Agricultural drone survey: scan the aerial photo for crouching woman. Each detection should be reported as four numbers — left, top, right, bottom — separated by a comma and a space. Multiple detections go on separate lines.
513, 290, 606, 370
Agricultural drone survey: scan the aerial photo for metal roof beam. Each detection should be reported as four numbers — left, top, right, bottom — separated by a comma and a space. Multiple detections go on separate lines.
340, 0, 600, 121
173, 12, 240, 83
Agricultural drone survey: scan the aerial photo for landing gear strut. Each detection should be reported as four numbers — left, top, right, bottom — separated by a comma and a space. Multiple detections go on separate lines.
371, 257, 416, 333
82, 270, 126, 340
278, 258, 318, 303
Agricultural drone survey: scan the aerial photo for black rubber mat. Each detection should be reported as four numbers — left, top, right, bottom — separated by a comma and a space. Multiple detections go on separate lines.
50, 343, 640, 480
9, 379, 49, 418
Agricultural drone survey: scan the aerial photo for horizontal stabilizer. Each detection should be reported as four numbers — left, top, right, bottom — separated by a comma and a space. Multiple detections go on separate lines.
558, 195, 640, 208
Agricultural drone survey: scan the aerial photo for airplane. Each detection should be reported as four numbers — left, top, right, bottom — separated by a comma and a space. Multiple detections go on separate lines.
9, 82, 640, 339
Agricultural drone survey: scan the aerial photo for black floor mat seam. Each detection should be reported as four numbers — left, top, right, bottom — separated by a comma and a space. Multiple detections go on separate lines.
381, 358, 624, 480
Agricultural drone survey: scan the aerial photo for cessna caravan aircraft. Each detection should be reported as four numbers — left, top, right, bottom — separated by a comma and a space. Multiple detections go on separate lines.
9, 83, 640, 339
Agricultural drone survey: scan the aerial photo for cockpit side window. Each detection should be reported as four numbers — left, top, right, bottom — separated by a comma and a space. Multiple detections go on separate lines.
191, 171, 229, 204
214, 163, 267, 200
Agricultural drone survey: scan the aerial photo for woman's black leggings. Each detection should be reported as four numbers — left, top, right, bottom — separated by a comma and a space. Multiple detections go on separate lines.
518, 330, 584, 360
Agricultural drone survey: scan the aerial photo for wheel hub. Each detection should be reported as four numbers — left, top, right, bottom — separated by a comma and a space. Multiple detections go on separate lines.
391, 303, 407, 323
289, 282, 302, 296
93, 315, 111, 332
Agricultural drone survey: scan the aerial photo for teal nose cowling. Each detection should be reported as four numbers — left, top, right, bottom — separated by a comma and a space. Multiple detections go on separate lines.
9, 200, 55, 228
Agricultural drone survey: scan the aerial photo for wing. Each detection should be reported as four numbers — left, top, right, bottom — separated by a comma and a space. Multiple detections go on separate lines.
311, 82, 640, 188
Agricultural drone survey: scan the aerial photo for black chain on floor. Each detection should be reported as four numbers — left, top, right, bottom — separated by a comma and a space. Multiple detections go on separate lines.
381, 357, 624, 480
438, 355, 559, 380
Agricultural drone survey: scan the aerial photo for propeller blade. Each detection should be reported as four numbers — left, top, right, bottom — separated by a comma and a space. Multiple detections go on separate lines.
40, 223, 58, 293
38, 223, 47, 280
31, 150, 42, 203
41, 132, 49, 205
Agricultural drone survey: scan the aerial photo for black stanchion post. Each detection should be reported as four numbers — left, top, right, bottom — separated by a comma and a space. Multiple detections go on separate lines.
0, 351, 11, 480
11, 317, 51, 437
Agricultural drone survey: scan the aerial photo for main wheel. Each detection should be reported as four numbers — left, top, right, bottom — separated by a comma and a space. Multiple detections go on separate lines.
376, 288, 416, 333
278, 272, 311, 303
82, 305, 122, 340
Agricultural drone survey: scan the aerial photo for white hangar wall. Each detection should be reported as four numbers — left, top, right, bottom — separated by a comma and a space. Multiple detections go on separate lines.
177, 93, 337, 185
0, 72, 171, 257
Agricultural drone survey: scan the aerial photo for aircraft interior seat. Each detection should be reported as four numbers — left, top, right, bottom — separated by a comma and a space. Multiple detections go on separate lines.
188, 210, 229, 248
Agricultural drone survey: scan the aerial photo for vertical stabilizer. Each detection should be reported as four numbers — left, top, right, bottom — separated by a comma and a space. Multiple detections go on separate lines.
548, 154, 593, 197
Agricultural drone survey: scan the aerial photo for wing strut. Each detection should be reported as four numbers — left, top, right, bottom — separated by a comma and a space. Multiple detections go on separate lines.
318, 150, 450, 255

__________

WHAT THE TASK REQUIRES >>
Copy out the lines starting at the line that contains "Agricultural drone survey: scan the aerial photo for aircraft" and ending at the last line, with both of those lines included and no changes.

REPLY >>
Agricultural drone survey: scan the aerial photo for aircraft interior seat. Each detection should be reported as four numbers — left, top, right, bottom — separated by a comma and a space. Multiple detections go on separate lines.
188, 210, 229, 248
Agricultural drone survey: scan the aerial photo for vertical stabilizer. Each detection should be reported as four numbers — left, top, right, bottom — separated by a comma and a space. Multiple detections go on separate lines.
548, 154, 593, 197
Agricultural drone survey: scan the aerial photo for wing strut. Each detection should be reported as four numbers — left, top, right, bottom — separated by a comma and a space. Multiple detections go on separate lines.
318, 150, 450, 255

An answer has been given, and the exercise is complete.